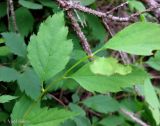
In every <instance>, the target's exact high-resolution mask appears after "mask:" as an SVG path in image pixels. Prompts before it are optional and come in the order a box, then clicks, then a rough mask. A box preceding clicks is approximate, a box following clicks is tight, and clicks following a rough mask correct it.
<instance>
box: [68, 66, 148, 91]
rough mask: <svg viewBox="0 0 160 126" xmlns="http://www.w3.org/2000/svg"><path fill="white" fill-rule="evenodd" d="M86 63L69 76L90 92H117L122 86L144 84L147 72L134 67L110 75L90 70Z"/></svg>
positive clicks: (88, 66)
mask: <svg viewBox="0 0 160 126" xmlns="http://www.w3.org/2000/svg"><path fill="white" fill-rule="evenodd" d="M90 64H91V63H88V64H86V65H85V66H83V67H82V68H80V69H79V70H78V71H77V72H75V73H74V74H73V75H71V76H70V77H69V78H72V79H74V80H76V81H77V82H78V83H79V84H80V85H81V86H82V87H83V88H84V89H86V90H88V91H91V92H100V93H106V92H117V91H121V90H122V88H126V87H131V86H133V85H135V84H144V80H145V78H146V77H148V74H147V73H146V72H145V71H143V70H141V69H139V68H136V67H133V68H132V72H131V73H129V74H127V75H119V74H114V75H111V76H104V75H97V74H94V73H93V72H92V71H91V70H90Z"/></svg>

PROBLEM REQUIREMENTS
Search each line of the data above for "rough", and copy the lines where it occurs.

RESPONSE TO THIS TASK
In every <instance>, the target's exact high-resolution mask appears after "mask:" as an SVG path in image pixels. Prompts before it are optional and come in the order a box, then clicks, then a rough mask. A box preceding clicks is approximate, a box following clicks is tight, and clicks following a rough mask correct it.
rough mask: <svg viewBox="0 0 160 126" xmlns="http://www.w3.org/2000/svg"><path fill="white" fill-rule="evenodd" d="M86 63L69 76L90 92H117L122 86L144 84L147 72L134 67L110 75L90 70Z"/></svg>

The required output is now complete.